[Exercise brief]
Express each line of the listing below as a JSON array of strings, one string per line, omitting blank lines and leaving the pictures out.
· · · ·
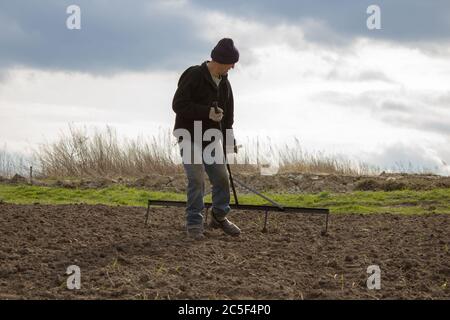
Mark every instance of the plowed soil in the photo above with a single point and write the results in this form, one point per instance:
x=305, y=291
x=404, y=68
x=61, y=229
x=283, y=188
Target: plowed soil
x=120, y=257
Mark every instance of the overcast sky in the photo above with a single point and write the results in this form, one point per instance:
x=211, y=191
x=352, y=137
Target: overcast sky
x=308, y=69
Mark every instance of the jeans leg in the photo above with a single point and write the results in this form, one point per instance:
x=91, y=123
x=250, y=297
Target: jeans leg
x=195, y=193
x=218, y=176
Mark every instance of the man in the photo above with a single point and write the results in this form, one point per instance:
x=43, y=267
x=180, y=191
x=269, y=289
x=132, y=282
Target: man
x=200, y=88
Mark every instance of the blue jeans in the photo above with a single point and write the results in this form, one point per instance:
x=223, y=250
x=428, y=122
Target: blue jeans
x=218, y=176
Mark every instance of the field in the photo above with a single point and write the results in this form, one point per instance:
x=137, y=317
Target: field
x=120, y=257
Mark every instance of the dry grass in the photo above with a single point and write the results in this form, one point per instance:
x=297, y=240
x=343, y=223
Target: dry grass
x=12, y=163
x=103, y=154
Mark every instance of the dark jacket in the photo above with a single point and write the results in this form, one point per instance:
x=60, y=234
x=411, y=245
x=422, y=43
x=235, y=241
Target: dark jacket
x=194, y=97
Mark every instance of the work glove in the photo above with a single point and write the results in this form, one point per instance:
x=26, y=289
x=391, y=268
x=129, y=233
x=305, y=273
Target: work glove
x=232, y=148
x=217, y=117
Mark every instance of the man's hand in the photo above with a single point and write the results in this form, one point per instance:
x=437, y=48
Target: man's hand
x=217, y=117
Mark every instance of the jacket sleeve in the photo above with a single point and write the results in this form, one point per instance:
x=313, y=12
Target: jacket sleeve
x=182, y=104
x=229, y=117
x=229, y=120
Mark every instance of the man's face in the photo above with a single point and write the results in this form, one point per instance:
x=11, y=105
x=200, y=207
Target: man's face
x=224, y=68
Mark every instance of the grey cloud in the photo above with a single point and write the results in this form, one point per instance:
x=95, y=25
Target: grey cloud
x=366, y=75
x=417, y=116
x=138, y=35
x=402, y=20
x=115, y=35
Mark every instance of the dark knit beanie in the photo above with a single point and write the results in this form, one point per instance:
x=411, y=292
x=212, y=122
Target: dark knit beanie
x=225, y=52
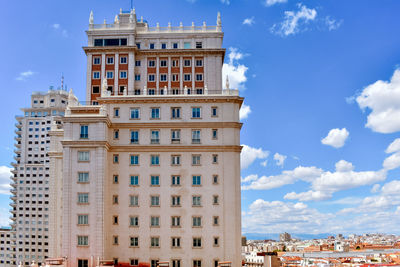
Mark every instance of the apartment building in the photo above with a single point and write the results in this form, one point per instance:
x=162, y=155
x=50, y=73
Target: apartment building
x=31, y=177
x=149, y=170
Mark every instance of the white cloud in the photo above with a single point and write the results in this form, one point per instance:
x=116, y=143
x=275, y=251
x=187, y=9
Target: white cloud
x=293, y=20
x=280, y=159
x=24, y=75
x=394, y=146
x=332, y=24
x=5, y=174
x=248, y=21
x=382, y=98
x=250, y=154
x=244, y=112
x=234, y=70
x=273, y=2
x=336, y=138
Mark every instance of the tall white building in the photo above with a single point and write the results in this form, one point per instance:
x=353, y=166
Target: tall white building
x=31, y=177
x=149, y=171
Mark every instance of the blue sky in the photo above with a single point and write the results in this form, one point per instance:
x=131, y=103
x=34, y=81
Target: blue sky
x=322, y=94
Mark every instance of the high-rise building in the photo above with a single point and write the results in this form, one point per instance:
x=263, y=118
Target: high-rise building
x=31, y=176
x=149, y=170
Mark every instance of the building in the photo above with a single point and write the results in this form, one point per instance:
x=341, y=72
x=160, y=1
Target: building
x=285, y=237
x=7, y=247
x=31, y=176
x=149, y=171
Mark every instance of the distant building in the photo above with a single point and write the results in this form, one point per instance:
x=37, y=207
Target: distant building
x=285, y=237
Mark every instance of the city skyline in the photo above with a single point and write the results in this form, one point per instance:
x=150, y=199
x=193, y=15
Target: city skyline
x=300, y=68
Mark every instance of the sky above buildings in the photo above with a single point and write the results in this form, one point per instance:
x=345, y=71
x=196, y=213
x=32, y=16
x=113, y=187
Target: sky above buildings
x=321, y=81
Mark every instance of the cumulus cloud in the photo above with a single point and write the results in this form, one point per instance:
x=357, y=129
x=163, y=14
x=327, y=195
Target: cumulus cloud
x=279, y=159
x=5, y=174
x=336, y=138
x=25, y=75
x=248, y=21
x=294, y=21
x=382, y=99
x=244, y=112
x=235, y=71
x=273, y=2
x=250, y=154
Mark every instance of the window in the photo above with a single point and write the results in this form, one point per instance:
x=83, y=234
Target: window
x=196, y=112
x=215, y=220
x=175, y=221
x=155, y=113
x=215, y=158
x=123, y=75
x=83, y=240
x=134, y=201
x=197, y=243
x=215, y=200
x=163, y=77
x=116, y=134
x=216, y=242
x=115, y=158
x=133, y=221
x=214, y=111
x=84, y=132
x=115, y=199
x=135, y=113
x=215, y=179
x=96, y=61
x=83, y=177
x=134, y=137
x=175, y=77
x=154, y=221
x=176, y=160
x=196, y=159
x=196, y=137
x=110, y=74
x=154, y=201
x=155, y=242
x=110, y=60
x=155, y=159
x=154, y=180
x=175, y=242
x=196, y=180
x=115, y=179
x=116, y=112
x=196, y=221
x=83, y=219
x=134, y=181
x=163, y=63
x=214, y=134
x=134, y=241
x=83, y=155
x=134, y=159
x=196, y=201
x=175, y=201
x=175, y=180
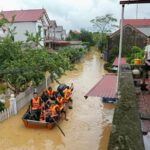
· · · ·
[Answer to the problem]
[
  "Mark every instance of the plowed soil in the photo above with a single point and write the results in this form, one point per instance:",
  "x=305, y=291",
  "x=404, y=68",
  "x=61, y=229",
  "x=283, y=188",
  "Target: plowed soil",
  "x=120, y=257",
  "Mark every instance of the overcast sky in the photo above with a single point and write the results in this form, one point per instance:",
  "x=211, y=191",
  "x=352, y=137",
  "Target: overcast sky",
  "x=308, y=69",
  "Mark every instance of the jeans leg in the photo above with a single point and write the results in this form, one point per instance:",
  "x=91, y=123",
  "x=250, y=297",
  "Target: jeans leg",
  "x=195, y=193",
  "x=218, y=176",
  "Mark every instance of the man in the photo above with a single point and write the results in this form, one point per instance:",
  "x=43, y=267",
  "x=180, y=191",
  "x=269, y=289",
  "x=132, y=282",
  "Target: man",
  "x=200, y=88",
  "Mark every instance of the blue jeans in the photo above with a single point and write the results in this form, one point per instance:",
  "x=223, y=250",
  "x=428, y=122",
  "Target: blue jeans",
  "x=218, y=176",
  "Mark every instance of the field in the photo above with a single point and write the results in this form, one point per instance:",
  "x=137, y=317",
  "Target: field",
  "x=120, y=257",
  "Mark every instance of the dry grass in the photo above with a single point and write the results in this form, one point per instance:",
  "x=297, y=240",
  "x=343, y=223",
  "Target: dry grass",
  "x=12, y=163",
  "x=103, y=154",
  "Mark every instance of the dark jacket in the photo above with a single point and write the results in this form, one point per instance:",
  "x=60, y=234",
  "x=411, y=245",
  "x=422, y=43",
  "x=235, y=241",
  "Target: dark jacket",
  "x=194, y=97",
  "Mark every instance of the work glove in the photo above with a single point and write the results in this form, one point per instance:",
  "x=26, y=289",
  "x=391, y=268",
  "x=129, y=233",
  "x=305, y=273",
  "Target: work glove",
  "x=232, y=148",
  "x=217, y=117",
  "Mark every instance of the man's hand in the photo above with a single point and write the results in this form, one point per instance:",
  "x=437, y=48",
  "Target: man's hand",
  "x=217, y=117",
  "Mark every instance of the jacket sleeve in the photo above with a single point and write the results in this form, one point per instance:",
  "x=313, y=12",
  "Target: jacket sleeve",
  "x=182, y=104",
  "x=229, y=117",
  "x=229, y=120",
  "Mark every instance of the man's face in the photo above with a single point and write the results in this form, one point per instance:",
  "x=11, y=105",
  "x=200, y=207",
  "Target: man's face",
  "x=224, y=68",
  "Mark every instance of the grey cloud in the photo above with a single point and write the results in this form, one point per instance:",
  "x=95, y=25",
  "Target: grey cloud",
  "x=366, y=75",
  "x=417, y=116",
  "x=138, y=35",
  "x=402, y=20",
  "x=115, y=35",
  "Mark every instance of the dark knit beanie in the photo above with a single point and write the results in this form, one point per instance:",
  "x=411, y=292",
  "x=212, y=122",
  "Target: dark knit beanie",
  "x=225, y=52",
  "Mark every instance of the apartment building in the photo above with a single point and write the results in this form, one point per instance:",
  "x=162, y=155",
  "x=50, y=73",
  "Target: apartment building",
  "x=31, y=177",
  "x=149, y=170",
  "Mark every instance of the white cloud in the photo above with a single point and write the results in this form, one point per instance:",
  "x=116, y=143",
  "x=275, y=251",
  "x=187, y=9",
  "Target: white cloud",
  "x=293, y=20",
  "x=280, y=159",
  "x=24, y=75",
  "x=394, y=146",
  "x=332, y=24",
  "x=5, y=174",
  "x=248, y=21",
  "x=382, y=98",
  "x=250, y=154",
  "x=244, y=112",
  "x=234, y=70",
  "x=273, y=2",
  "x=336, y=138",
  "Mark every instance of the tall white building in the photo above with a single point and write the results in this form, one point per instance:",
  "x=353, y=166",
  "Target: tall white building",
  "x=31, y=177",
  "x=149, y=171",
  "Mark every instance of the blue sky in the photo above with a single point and write the results in this form, one point per instance:",
  "x=131, y=103",
  "x=34, y=81",
  "Target: blue sky",
  "x=322, y=94",
  "Mark every instance of the high-rise building in the photo above with a single point and write the results in this form, one point per instance:",
  "x=263, y=118",
  "Target: high-rise building",
  "x=31, y=176",
  "x=149, y=170",
  "Mark every instance of the building in the photo above with a single point and write the results in this form, one point per instance:",
  "x=341, y=72",
  "x=160, y=1",
  "Target: building",
  "x=285, y=237",
  "x=7, y=247",
  "x=31, y=176",
  "x=149, y=171",
  "Mark every instance of the distant building in the photo above with a single point and write the results in this form, one point per instance:",
  "x=37, y=207",
  "Target: distant building",
  "x=285, y=237",
  "Mark every instance of the city skyline in the photo above with a single point and write the results in this form, one point per instance:",
  "x=150, y=199",
  "x=193, y=15",
  "Target: city skyline",
  "x=300, y=68",
  "Mark every instance of the sky above buildings in the photo above with a single point and write the results in this form, one point per instance:",
  "x=345, y=71",
  "x=196, y=213",
  "x=32, y=16",
  "x=113, y=187",
  "Target: sky above buildings",
  "x=321, y=81",
  "Mark every instance of the cumulus cloud in the photo above with a single point and write the results in this form, one point per instance:",
  "x=357, y=129",
  "x=163, y=14",
  "x=327, y=195",
  "Target: cumulus cloud",
  "x=279, y=159",
  "x=5, y=174",
  "x=336, y=138",
  "x=25, y=75",
  "x=248, y=21",
  "x=294, y=21",
  "x=382, y=99",
  "x=244, y=112",
  "x=235, y=71",
  "x=273, y=2",
  "x=250, y=154",
  "Mark every instance of the window in the photo above with a single point and write the results in this form, one point per instance:",
  "x=83, y=234",
  "Target: window",
  "x=196, y=112",
  "x=215, y=220",
  "x=175, y=221",
  "x=155, y=113",
  "x=215, y=158",
  "x=123, y=75",
  "x=83, y=240",
  "x=134, y=201",
  "x=197, y=243",
  "x=215, y=200",
  "x=163, y=77",
  "x=116, y=134",
  "x=216, y=242",
  "x=115, y=158",
  "x=133, y=221",
  "x=214, y=111",
  "x=84, y=132",
  "x=115, y=199",
  "x=135, y=113",
  "x=215, y=179",
  "x=96, y=61",
  "x=83, y=177",
  "x=134, y=137",
  "x=175, y=77",
  "x=154, y=221",
  "x=176, y=160",
  "x=196, y=159",
  "x=196, y=137",
  "x=110, y=74",
  "x=154, y=201",
  "x=155, y=242",
  "x=110, y=60",
  "x=155, y=159",
  "x=154, y=180",
  "x=175, y=242",
  "x=196, y=180",
  "x=115, y=179",
  "x=116, y=112",
  "x=196, y=221",
  "x=83, y=219",
  "x=134, y=181",
  "x=163, y=63",
  "x=214, y=134",
  "x=134, y=241",
  "x=83, y=155",
  "x=134, y=159",
  "x=196, y=201",
  "x=175, y=201",
  "x=175, y=180"
]